• [What you need to do]:
A) List every person named in the article on A1 Plus losing its broadcast license.
B) In the article on A1 Plus losing its broadcast license, reproduce word for word the stretch from "Movsisian pointed out" through "replacement began broadcasting.".
>> Begin Excerpt
Armenia's court of appeal has rejected the channel's bid to overturn the order, which many believe was intended to punish the station for its fierce criticism of government policy.
Since its launch in 1991, A1 Plus has captured a large audience and has also won the backing of the mass media and local NGOs, as well as the support of Armenia's American embassy and the European parliament.
Yet it lost its license in March when the National Commission for Television and Radio Broadcasting, NCTRB, announced new frequency tenders, as it is required to do under state law.
The NCTRB deputy chair, Shamiram Agabekian, announced that A1 Plus' old frequency was to be awarded to Sharm Advertising, which had been deemed to have a "more promising" business plan. The core of Sharm's staff comprises former participants of KVN, a TV show featuring comedy acts from all over the former Soviet Union.
President Robert Kocharian has insisted there is no vendetta against the station, which he said would be welcome to bid for other frequencies up for tender later this year. He added that he was in favour of keeping A1 Plus on air, "If a channel like this did not exist already, I would personally see to it that one is established."
But much of the country's media and NGO activists remain convinced that the channel was removed from the scene for purely political reasons in the run-up to the 2003 parliamentary elections.
"A1 Plus criticised the government and exposed the sordid side of power," said the channel's founder, Mesrop Movsisian. "No wonder its license was revoked."
Movsisian pointed out that A1 Plus had been kicked off the air immediately following the announcement of the tenders, although by law it could have continued until its replacement began broadcasting.
The Freedom of Press Support Foundation was equally critical, claiming the court decision was unsubstantiated and that the judiciary had shown it was "afraid to exercise its own right to independent judgement. It is safer to rule in favour of the authorities, even at the risk of sowing public distrust".
>> End Excerpt
>> Begin Raw data
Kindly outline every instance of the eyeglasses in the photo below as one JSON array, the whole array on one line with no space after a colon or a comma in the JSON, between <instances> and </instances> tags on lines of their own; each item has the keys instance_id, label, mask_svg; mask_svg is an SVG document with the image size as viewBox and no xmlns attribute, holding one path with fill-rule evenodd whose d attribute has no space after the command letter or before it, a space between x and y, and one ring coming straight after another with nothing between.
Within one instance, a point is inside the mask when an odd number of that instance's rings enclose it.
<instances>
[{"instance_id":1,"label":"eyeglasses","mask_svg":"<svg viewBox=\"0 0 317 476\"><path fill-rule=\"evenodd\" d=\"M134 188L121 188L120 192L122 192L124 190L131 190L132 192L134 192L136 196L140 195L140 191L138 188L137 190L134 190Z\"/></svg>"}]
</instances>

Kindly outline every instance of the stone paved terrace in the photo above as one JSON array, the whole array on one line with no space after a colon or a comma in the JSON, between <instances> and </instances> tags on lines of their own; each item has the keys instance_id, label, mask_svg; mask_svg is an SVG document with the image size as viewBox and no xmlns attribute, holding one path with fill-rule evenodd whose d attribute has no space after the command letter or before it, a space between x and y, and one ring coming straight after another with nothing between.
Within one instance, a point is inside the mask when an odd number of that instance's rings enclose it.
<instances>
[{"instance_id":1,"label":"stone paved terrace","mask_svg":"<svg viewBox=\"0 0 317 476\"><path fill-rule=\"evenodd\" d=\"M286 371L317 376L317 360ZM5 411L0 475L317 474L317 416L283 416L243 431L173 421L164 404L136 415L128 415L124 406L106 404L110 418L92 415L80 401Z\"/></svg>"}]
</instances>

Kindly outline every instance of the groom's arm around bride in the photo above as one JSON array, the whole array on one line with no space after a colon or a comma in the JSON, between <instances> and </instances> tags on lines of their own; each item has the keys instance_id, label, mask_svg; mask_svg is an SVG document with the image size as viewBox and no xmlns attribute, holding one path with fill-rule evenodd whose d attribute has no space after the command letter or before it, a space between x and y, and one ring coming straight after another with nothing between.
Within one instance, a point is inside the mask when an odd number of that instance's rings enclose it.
>> End Raw data
• [Results of the tasks]:
A)
Shamiram Agabekian
Robert Kocharian
Mesrop Movsisian

B)
Movsisian pointed out that A1 Plus had been kicked off the air immediately following the announcement of the tenders, although by law it could have continued until its replacement began broadcasting.